Yogis müssen lernen, Erfolge zu verkraften
    Jetzt ist es so weit. Ich kann nicht mehr ohne. Ohne Yoga. Ich hatte so etwas Ähnliches zuvor schon gehört und es für Unsinn gehalten. Ein Bekannter hatte mir erzählt, dass er nach ein paar Yoga-Stunden abrupt wieder damit aufhörte, als er merkte, dass Suchtgefahr für ihn besteht. Dieses Risiko habe ich für mich ausgeschlossen. Früher war ich begeisterter Rennradfahrer, aber ich konnte im Winter problemlos über Monate und auch im Sommer über Wochen hinweg ohne eine derartige Betätigung auskommen, ohne dass ich den Eindruck hatte, mir würde etwas fehlen. Früher ging ich regelmäßig ins Fitnessstudio. Zum letzten Mal war ich dort vor zwei Jahren (und wenn mir
alle versammelten Yoga-Götter und -Gurus dieses Buch verzeihen und ich weiterhin Einlass in Yoga-Studios erhalte, werde ich wohl nie mehr eine Fitnessbude von innen sehen).

AUFGEFÜHRTE EINTRÄGE
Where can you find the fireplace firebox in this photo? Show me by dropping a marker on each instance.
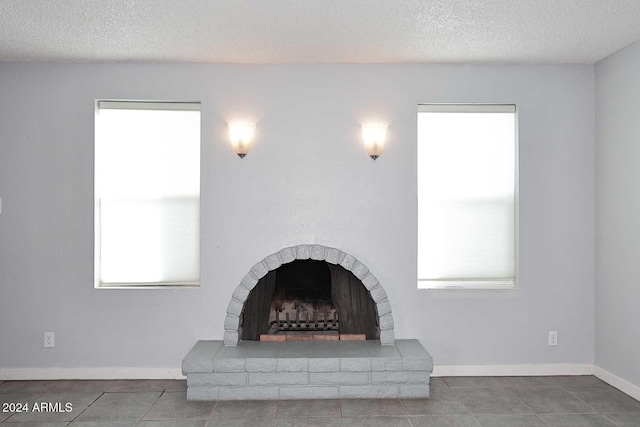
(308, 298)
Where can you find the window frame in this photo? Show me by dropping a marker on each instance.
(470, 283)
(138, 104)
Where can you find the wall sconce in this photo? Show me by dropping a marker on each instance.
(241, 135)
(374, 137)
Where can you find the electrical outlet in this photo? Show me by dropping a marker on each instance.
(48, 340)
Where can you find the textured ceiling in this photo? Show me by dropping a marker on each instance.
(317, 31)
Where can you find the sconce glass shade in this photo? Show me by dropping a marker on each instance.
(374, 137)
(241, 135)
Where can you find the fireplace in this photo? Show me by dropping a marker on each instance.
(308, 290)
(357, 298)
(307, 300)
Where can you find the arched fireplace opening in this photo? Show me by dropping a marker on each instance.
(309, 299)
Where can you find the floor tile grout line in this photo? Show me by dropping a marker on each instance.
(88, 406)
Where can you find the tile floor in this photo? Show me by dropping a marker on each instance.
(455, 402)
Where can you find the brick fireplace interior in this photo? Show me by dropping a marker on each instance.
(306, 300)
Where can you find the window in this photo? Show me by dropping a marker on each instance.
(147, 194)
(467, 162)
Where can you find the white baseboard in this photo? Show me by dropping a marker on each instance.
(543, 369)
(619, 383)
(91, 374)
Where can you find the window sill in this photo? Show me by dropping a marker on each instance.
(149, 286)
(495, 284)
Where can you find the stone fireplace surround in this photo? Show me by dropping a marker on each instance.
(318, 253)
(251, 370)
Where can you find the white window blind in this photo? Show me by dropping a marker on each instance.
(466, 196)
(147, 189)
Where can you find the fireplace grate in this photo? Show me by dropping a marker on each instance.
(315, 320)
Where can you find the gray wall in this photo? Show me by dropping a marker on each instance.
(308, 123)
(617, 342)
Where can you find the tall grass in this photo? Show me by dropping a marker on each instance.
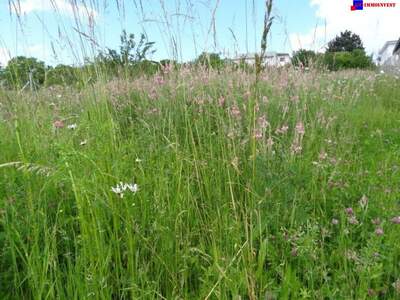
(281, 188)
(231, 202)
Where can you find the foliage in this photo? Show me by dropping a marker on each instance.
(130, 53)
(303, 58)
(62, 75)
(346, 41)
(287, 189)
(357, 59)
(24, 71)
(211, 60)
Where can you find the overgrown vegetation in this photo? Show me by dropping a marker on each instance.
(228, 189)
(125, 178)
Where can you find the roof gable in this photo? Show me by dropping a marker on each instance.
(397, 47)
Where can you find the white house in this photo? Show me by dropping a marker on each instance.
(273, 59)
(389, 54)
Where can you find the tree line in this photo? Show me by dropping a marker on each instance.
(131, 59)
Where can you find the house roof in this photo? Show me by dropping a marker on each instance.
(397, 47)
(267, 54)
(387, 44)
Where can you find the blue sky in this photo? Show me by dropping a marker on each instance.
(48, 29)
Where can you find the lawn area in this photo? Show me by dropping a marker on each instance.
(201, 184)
---
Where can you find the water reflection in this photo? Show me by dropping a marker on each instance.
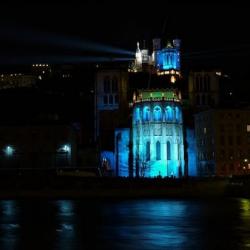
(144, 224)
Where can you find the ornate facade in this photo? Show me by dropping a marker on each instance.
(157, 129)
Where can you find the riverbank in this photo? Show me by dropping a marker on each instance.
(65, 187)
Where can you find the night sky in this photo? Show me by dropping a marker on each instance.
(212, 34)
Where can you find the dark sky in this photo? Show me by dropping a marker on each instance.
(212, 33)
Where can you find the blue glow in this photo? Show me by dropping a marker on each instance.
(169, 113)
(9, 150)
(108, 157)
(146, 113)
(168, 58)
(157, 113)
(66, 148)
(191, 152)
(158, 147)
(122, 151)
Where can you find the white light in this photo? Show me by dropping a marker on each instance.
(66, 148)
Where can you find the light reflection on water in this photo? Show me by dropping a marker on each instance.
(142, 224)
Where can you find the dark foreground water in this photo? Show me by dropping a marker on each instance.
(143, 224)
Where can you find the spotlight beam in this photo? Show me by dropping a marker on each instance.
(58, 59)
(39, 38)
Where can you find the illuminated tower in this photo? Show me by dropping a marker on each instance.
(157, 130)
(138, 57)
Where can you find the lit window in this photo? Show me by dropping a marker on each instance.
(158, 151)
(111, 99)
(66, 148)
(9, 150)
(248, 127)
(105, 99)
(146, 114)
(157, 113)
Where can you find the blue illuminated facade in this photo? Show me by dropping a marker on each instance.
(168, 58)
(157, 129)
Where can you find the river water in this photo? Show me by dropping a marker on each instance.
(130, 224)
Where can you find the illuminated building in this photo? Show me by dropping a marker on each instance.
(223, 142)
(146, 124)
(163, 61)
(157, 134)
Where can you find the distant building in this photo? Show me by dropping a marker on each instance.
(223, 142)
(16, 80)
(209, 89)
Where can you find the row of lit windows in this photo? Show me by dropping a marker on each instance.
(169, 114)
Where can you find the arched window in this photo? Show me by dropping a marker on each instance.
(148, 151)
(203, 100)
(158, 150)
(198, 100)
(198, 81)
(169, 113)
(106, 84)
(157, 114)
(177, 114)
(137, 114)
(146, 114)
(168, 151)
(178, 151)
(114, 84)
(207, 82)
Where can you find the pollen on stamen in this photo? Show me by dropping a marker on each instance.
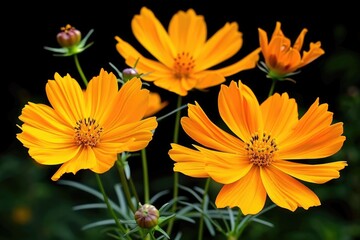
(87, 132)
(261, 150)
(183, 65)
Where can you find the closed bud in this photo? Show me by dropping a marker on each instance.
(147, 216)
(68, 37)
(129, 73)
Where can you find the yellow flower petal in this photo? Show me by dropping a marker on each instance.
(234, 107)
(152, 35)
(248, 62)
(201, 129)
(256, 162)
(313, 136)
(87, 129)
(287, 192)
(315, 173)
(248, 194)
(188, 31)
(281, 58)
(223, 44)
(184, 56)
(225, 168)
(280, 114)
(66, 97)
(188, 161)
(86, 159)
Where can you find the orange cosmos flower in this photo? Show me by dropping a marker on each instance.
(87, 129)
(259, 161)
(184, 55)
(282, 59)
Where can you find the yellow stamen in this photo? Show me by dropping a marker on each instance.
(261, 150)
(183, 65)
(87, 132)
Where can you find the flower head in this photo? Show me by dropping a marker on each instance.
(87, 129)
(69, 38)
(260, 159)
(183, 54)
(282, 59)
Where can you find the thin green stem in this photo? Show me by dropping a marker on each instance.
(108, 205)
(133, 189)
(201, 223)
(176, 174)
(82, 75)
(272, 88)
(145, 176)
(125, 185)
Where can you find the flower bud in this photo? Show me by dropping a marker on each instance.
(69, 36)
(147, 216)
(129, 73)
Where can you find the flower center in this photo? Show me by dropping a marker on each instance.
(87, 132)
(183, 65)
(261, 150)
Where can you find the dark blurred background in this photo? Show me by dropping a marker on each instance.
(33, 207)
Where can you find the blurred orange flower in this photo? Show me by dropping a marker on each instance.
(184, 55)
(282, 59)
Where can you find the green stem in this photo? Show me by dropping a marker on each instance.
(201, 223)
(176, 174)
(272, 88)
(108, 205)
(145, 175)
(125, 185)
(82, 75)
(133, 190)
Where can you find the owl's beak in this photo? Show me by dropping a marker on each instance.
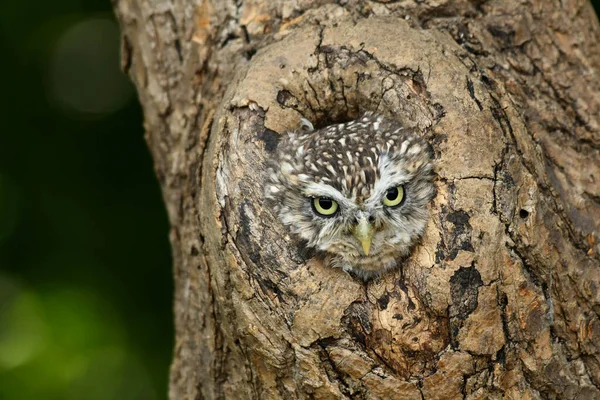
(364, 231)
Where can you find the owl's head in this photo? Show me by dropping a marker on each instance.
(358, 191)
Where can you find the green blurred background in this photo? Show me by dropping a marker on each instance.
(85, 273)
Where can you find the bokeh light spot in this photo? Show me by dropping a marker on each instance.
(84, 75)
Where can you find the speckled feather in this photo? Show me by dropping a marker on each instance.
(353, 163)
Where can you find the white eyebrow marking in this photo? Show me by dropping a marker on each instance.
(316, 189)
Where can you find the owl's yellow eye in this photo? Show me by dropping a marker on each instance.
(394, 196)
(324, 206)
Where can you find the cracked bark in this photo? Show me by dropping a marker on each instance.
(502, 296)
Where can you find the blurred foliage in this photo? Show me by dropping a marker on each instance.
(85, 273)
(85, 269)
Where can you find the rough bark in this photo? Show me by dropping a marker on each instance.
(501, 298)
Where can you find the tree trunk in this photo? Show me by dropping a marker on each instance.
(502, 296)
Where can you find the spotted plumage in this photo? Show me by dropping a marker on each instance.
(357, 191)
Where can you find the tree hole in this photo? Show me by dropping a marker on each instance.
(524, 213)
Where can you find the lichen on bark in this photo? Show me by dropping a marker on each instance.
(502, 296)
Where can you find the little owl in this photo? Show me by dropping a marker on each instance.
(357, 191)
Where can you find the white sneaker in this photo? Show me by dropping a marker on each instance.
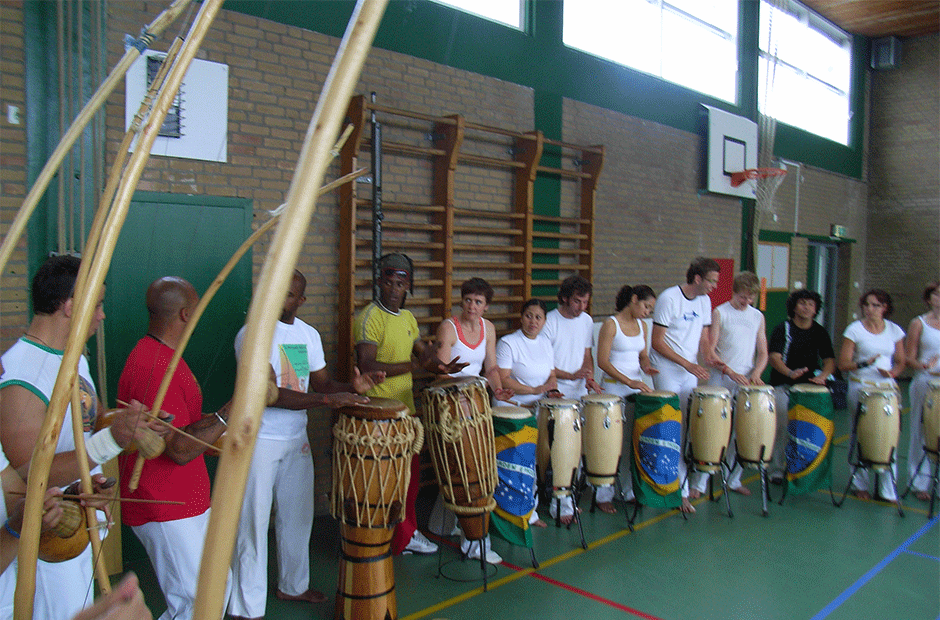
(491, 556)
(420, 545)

ANWEISUNG
Geben Sie aus dem Text über Yoga den Abschnitt von „Yogis müssen lernen, Erfolge“ bis einschließlich „von innen sehen).“ wortgetreu wieder.

MUSTERLÖSUNG
Yogis müssen lernen, Erfolge zu verkraften
    Jetzt ist es so weit. Ich kann nicht mehr ohne. Ohne Yoga. Ich hatte so etwas Ähnliches zuvor schon gehört und es für Unsinn gehalten. Ein Bekannter hatte mir erzählt, dass er nach ein paar Yoga-Stunden abrupt wieder damit aufhörte, als er merkte, dass Suchtgefahr für ihn besteht. Dieses Risiko habe ich für mich ausgeschlossen. Früher war ich begeisterter Rennradfahrer, aber ich konnte im Winter problemlos über Monate und auch im Sommer über Wochen hinweg ohne eine derartige Betätigung auskommen, ohne dass ich den Eindruck hatte, mir würde etwas fehlen. Früher ging ich regelmäßig ins Fitnessstudio. Zum letzten Mal war ich dort vor zwei Jahren (und wenn mir
alle versammelten Yoga-Götter und -Gurus dieses Buch verzeihen und ich weiterhin Einlass in Yoga-Studios erhalte, werde ich wohl nie mehr eine Fitnessbude von innen sehen).